:: Supplied data ::
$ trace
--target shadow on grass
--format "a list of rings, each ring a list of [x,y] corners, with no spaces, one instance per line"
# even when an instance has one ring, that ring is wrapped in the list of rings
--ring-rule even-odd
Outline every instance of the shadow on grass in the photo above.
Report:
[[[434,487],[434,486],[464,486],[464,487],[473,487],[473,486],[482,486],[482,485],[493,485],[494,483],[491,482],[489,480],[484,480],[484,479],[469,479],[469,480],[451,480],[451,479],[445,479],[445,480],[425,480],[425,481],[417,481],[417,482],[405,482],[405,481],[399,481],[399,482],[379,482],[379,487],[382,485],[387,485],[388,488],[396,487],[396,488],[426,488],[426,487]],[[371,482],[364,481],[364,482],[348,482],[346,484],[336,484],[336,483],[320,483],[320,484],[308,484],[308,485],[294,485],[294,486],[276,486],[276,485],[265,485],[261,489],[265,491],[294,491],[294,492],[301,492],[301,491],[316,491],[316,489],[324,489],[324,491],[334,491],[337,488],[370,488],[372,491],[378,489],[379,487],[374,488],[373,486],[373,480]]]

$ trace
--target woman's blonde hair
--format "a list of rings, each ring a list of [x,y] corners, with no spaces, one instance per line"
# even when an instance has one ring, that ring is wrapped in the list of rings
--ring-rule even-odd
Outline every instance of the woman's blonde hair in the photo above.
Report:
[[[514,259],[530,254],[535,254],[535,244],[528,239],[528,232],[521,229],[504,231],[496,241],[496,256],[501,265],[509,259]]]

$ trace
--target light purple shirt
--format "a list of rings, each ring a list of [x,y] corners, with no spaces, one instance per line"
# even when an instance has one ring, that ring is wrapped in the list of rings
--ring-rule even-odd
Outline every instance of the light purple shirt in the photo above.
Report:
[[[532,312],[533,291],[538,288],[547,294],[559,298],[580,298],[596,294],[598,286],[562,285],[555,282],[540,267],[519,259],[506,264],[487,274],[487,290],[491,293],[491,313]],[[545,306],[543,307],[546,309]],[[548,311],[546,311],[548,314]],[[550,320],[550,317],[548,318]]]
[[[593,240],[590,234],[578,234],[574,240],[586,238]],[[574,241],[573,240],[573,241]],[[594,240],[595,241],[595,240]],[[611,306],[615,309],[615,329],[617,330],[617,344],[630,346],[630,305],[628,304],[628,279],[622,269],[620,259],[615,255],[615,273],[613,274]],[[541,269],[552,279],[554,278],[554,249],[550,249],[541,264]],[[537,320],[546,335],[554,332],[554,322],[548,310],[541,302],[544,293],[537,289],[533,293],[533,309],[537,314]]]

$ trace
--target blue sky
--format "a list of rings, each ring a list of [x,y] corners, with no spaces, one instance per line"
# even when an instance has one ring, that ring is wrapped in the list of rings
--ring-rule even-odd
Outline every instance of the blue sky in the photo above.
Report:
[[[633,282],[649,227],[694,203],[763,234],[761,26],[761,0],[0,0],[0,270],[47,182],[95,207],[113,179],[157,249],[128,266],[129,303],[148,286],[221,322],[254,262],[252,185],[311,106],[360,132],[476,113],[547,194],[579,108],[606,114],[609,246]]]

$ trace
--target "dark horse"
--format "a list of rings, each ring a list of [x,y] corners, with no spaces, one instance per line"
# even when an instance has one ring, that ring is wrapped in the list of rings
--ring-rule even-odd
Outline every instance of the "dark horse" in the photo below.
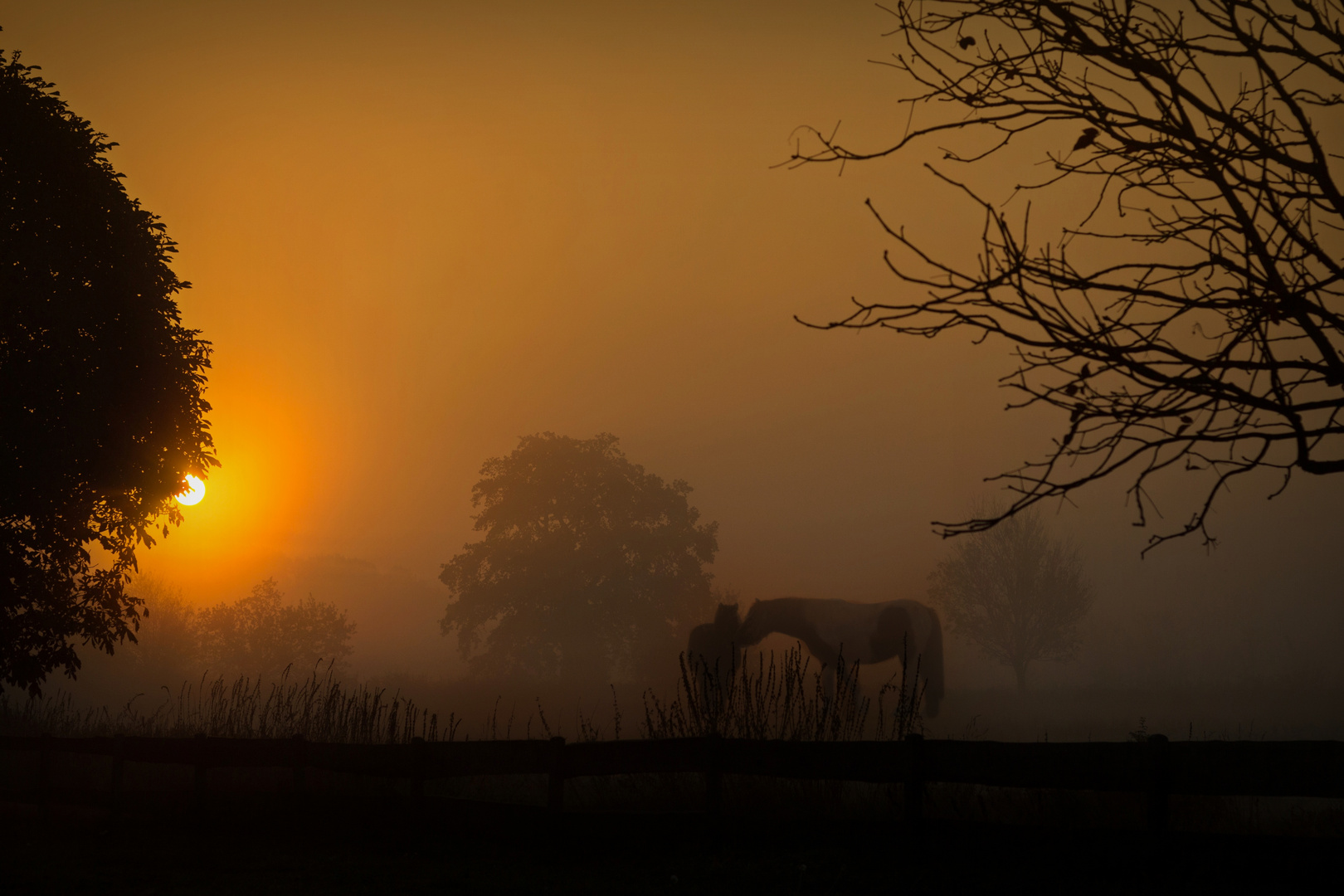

:: Description of the task ::
Rewrite the lines from the very start of the items through the line containing "Outline every instance of the shadow", both ends included, as a JSON list of strings with one string per line and blank lines omitted.

:: Solution to this problem ::
[
  "$ trace",
  "--target shadow on grass",
  "--format \"a list of rings, each ring a list of [x,y] corners, with no spaces, one instance per line\"",
  "# even when an instance has one ring, that ring is wrapped in the list of rings",
  "--ring-rule even-odd",
  "Outline every instance of the shadow on grass in the photo above."
]